(Task input begins)
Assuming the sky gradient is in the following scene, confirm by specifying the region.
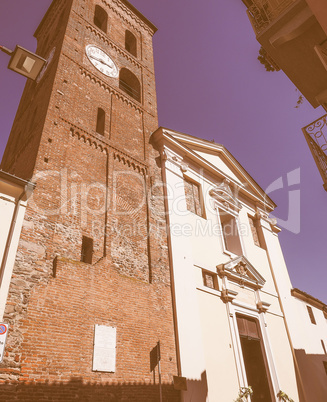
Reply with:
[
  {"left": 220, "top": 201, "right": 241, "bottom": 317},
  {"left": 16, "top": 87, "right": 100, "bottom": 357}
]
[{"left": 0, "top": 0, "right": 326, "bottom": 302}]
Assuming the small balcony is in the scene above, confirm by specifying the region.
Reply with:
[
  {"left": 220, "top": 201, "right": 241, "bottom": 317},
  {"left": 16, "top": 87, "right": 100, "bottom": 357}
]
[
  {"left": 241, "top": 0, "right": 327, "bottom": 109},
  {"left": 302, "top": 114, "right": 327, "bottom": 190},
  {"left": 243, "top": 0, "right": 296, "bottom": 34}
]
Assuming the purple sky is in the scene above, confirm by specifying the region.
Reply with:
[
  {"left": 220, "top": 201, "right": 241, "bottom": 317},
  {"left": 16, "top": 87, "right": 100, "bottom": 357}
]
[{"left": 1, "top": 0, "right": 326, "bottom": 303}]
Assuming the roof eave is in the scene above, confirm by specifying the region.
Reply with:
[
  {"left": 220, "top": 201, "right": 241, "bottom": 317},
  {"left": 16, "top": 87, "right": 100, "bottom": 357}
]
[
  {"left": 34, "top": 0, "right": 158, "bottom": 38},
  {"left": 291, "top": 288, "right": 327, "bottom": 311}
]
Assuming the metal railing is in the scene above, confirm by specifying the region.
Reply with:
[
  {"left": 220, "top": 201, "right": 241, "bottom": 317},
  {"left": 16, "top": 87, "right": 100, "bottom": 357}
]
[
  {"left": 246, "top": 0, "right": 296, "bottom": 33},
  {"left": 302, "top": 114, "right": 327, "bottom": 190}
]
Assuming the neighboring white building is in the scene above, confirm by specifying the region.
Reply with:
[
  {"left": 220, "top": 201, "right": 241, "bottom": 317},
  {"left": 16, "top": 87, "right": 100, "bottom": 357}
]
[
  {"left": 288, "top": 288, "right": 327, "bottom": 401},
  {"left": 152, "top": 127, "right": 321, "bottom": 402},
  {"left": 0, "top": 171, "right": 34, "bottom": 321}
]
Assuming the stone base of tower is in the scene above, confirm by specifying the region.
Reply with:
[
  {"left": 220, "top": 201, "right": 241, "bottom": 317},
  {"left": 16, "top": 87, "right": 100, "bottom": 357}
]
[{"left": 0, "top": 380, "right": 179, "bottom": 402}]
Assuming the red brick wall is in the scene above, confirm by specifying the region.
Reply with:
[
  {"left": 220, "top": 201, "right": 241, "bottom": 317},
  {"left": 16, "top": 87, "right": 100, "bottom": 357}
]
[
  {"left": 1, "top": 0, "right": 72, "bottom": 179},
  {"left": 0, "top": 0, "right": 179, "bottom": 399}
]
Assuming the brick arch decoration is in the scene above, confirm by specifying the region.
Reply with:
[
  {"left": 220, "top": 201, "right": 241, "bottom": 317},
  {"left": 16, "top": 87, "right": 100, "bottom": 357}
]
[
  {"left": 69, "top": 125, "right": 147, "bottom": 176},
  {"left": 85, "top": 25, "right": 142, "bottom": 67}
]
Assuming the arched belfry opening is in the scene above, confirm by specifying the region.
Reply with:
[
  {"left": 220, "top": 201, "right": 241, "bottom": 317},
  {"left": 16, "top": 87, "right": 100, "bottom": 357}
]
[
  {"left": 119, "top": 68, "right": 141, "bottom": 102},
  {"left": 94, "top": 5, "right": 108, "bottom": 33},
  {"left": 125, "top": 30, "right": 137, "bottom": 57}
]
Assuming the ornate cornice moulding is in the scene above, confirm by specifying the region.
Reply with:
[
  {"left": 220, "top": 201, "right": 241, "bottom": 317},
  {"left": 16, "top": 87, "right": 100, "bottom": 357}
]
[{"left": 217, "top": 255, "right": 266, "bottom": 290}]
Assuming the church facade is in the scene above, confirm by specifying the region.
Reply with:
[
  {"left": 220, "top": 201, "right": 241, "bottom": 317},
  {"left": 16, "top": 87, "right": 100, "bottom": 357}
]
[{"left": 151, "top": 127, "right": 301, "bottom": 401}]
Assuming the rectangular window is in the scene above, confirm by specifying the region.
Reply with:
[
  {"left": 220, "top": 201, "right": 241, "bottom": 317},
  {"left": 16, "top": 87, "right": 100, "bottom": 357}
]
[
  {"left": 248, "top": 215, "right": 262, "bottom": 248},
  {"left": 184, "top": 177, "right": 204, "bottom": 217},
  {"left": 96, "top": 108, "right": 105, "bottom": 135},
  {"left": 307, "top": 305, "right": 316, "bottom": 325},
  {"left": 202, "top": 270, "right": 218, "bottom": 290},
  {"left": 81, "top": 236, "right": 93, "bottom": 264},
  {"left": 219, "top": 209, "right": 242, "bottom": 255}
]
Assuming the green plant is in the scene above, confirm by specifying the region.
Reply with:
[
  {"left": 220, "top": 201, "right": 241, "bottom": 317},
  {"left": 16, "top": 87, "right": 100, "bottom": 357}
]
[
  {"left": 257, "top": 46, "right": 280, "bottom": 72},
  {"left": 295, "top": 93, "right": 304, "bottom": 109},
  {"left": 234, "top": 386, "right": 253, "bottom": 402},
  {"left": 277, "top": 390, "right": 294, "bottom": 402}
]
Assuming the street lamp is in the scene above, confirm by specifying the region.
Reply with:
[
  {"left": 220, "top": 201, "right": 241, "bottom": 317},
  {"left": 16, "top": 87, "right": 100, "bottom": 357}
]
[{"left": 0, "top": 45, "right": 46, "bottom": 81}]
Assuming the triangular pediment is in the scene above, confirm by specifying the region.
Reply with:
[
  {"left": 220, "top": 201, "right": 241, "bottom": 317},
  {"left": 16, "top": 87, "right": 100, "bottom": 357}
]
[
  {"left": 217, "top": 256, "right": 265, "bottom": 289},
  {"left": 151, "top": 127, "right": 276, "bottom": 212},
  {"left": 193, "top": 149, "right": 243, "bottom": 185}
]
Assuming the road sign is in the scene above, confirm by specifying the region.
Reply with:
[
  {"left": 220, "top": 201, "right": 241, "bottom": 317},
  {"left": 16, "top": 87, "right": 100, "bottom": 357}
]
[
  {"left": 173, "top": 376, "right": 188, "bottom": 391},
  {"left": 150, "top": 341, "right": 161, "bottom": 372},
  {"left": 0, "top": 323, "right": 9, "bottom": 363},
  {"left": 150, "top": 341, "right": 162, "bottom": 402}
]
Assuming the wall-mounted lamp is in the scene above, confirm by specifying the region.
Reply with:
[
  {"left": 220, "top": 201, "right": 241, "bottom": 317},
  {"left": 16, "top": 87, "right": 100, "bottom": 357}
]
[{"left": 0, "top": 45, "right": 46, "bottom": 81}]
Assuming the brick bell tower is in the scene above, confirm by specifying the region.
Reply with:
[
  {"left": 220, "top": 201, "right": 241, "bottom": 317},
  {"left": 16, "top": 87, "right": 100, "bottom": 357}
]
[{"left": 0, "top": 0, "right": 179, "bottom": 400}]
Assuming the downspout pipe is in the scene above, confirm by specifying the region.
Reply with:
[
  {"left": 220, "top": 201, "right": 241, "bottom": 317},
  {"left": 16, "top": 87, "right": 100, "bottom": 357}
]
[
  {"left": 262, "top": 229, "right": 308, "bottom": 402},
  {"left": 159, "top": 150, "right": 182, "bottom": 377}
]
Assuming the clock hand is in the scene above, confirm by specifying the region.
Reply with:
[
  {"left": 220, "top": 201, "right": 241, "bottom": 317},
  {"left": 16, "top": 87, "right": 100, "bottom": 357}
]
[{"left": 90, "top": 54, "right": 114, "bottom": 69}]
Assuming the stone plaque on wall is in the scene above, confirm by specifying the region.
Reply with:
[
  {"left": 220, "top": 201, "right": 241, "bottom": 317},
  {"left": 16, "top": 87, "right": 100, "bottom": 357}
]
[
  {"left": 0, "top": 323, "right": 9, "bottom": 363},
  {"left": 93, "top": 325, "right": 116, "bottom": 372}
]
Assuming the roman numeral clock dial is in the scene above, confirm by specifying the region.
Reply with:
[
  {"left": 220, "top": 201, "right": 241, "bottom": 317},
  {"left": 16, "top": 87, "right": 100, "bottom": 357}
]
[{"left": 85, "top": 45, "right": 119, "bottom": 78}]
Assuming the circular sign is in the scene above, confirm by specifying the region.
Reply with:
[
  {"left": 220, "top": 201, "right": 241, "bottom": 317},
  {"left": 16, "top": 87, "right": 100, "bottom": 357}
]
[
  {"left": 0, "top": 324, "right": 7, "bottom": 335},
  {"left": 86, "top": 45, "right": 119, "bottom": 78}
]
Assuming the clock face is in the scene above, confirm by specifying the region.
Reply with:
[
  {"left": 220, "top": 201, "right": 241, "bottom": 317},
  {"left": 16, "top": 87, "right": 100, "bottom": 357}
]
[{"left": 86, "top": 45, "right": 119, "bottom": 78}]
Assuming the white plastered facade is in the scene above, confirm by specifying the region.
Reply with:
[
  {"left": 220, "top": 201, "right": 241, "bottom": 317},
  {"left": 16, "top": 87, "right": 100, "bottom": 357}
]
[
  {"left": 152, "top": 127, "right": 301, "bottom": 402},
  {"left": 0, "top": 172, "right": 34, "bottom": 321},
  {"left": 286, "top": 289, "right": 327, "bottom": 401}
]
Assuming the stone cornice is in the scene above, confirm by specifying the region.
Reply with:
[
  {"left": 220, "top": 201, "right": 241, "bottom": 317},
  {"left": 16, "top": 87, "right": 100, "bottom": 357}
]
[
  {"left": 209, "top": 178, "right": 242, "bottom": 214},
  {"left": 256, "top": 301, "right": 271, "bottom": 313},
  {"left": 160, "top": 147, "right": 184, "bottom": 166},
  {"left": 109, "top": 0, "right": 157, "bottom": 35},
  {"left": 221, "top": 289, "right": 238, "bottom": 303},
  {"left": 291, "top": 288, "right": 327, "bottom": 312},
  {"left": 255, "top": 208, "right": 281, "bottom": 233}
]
(Task input ends)
(Task input begins)
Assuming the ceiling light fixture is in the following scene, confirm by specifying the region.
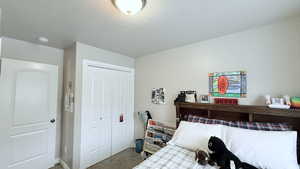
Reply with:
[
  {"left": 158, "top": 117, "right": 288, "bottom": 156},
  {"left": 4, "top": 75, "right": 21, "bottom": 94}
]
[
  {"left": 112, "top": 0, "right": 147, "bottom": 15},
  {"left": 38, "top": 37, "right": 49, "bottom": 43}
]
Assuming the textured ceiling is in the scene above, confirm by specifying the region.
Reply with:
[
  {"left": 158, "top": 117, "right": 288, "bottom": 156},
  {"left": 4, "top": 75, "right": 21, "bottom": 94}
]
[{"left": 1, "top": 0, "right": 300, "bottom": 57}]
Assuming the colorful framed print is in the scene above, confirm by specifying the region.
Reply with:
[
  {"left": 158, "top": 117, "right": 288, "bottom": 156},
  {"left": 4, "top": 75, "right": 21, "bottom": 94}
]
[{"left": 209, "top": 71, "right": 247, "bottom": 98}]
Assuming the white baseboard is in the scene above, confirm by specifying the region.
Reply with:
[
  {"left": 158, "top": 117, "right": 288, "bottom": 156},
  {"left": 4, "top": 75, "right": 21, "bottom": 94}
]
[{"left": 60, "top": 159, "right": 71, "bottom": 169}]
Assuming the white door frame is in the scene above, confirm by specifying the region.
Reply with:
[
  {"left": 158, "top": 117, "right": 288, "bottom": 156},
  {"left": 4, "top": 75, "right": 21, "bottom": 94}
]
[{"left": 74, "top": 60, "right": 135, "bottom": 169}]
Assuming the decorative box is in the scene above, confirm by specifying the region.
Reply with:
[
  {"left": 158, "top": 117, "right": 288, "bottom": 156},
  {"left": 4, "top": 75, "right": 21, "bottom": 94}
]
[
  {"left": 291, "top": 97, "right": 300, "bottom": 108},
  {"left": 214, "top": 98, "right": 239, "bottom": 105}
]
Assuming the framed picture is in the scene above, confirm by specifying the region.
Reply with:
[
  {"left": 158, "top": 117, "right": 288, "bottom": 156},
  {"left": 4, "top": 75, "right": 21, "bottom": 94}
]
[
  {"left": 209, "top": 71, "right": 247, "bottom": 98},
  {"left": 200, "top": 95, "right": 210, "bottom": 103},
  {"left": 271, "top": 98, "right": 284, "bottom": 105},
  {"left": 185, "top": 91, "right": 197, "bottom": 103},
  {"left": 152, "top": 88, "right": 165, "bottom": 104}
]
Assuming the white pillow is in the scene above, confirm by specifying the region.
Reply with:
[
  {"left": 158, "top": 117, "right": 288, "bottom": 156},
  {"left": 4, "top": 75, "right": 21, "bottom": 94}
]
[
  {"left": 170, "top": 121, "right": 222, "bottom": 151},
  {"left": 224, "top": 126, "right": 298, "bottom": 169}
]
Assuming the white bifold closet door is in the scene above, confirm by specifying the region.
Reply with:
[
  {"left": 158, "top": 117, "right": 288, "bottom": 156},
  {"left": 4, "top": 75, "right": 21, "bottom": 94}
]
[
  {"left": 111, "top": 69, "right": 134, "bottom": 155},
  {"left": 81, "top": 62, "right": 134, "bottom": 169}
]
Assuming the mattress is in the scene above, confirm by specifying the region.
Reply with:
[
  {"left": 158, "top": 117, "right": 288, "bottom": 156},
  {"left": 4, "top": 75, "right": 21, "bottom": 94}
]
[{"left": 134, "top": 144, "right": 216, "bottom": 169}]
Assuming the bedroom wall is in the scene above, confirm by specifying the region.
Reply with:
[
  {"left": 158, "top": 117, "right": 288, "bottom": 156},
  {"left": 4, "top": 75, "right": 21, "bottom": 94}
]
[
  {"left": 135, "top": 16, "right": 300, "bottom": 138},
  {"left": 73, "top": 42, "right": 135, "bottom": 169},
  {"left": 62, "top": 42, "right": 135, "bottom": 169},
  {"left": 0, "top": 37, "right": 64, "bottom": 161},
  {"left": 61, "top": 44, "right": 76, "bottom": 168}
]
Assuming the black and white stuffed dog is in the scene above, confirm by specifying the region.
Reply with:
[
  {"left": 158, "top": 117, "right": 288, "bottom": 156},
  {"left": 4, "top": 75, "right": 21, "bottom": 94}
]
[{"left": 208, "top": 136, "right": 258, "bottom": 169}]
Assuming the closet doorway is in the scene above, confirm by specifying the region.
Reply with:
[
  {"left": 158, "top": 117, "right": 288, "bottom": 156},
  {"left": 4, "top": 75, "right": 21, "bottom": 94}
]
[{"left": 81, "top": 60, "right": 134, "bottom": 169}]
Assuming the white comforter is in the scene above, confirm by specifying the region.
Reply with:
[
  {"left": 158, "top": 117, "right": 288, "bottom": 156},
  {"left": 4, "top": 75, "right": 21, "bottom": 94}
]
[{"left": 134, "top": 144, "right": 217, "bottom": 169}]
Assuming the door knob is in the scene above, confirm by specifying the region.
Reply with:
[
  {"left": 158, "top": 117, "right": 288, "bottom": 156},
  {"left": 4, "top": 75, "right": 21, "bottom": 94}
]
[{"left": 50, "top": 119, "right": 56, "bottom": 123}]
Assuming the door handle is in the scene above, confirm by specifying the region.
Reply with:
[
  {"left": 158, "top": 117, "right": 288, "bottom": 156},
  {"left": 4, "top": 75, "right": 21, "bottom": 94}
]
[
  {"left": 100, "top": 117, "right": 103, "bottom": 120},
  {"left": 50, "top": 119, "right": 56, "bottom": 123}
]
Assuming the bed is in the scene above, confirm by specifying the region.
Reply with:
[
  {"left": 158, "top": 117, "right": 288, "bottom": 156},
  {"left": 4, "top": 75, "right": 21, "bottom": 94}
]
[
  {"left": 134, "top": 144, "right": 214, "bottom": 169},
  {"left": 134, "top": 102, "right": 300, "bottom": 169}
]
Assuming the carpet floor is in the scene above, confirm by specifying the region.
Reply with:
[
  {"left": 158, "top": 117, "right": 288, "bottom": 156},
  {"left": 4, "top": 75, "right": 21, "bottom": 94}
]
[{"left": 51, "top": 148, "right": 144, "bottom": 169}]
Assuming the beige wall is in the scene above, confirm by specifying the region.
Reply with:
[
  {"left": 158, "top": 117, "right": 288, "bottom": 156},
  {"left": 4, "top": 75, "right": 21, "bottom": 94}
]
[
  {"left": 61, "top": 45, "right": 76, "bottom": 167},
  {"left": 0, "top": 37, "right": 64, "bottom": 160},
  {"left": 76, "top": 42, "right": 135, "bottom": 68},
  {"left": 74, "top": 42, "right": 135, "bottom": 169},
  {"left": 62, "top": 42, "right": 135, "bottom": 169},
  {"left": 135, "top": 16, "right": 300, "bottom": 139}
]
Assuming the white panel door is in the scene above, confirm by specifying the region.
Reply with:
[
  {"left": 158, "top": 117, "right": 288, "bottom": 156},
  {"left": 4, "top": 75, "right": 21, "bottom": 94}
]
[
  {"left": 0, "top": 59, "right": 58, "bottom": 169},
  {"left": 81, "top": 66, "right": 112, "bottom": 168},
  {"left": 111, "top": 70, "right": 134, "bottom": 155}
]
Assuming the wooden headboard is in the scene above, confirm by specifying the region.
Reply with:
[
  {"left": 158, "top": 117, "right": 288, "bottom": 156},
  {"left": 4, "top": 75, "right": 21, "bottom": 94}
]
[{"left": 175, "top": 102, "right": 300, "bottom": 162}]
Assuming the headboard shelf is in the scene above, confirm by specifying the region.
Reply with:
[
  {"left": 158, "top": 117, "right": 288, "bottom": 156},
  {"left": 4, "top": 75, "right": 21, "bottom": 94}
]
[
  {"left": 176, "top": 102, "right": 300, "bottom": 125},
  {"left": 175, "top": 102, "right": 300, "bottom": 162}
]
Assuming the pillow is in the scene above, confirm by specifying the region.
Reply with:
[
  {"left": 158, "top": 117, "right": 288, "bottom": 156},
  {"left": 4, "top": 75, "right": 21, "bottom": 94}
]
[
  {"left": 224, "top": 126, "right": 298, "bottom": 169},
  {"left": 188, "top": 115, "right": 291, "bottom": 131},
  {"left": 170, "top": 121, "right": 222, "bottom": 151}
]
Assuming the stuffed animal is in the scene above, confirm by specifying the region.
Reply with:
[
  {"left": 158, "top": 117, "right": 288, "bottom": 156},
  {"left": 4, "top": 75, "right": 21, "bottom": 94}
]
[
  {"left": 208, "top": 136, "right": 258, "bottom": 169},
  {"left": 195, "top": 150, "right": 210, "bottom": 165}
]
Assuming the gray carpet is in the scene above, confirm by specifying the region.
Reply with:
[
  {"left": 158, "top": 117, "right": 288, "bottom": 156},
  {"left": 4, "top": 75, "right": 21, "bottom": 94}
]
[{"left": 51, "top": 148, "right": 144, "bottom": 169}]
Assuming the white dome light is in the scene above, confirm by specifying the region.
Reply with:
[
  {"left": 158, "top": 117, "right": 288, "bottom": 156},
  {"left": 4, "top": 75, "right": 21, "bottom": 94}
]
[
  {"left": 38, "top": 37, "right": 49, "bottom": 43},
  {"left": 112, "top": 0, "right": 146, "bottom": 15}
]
(Task input ends)
(Task input begins)
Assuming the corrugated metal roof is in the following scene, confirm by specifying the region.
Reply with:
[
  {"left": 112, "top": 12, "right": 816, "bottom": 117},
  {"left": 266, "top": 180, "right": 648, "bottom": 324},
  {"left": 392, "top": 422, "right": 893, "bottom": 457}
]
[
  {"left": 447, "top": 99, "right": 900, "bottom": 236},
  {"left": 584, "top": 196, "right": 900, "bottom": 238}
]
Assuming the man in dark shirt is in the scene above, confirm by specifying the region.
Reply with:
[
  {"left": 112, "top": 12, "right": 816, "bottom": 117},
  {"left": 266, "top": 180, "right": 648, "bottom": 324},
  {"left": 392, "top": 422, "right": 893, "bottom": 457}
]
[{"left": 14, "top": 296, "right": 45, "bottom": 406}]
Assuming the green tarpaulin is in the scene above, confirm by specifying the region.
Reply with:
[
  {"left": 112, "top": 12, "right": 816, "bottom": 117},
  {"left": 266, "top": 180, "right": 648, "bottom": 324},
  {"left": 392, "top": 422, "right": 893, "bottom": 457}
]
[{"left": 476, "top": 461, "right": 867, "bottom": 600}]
(Task input ends)
Look through the material and copy each line that has "metal".

Assuming the metal railing is in the scene above, confirm by specifying the region.
Assuming the corrugated metal roof is in the following scene, confirm by specifying the region.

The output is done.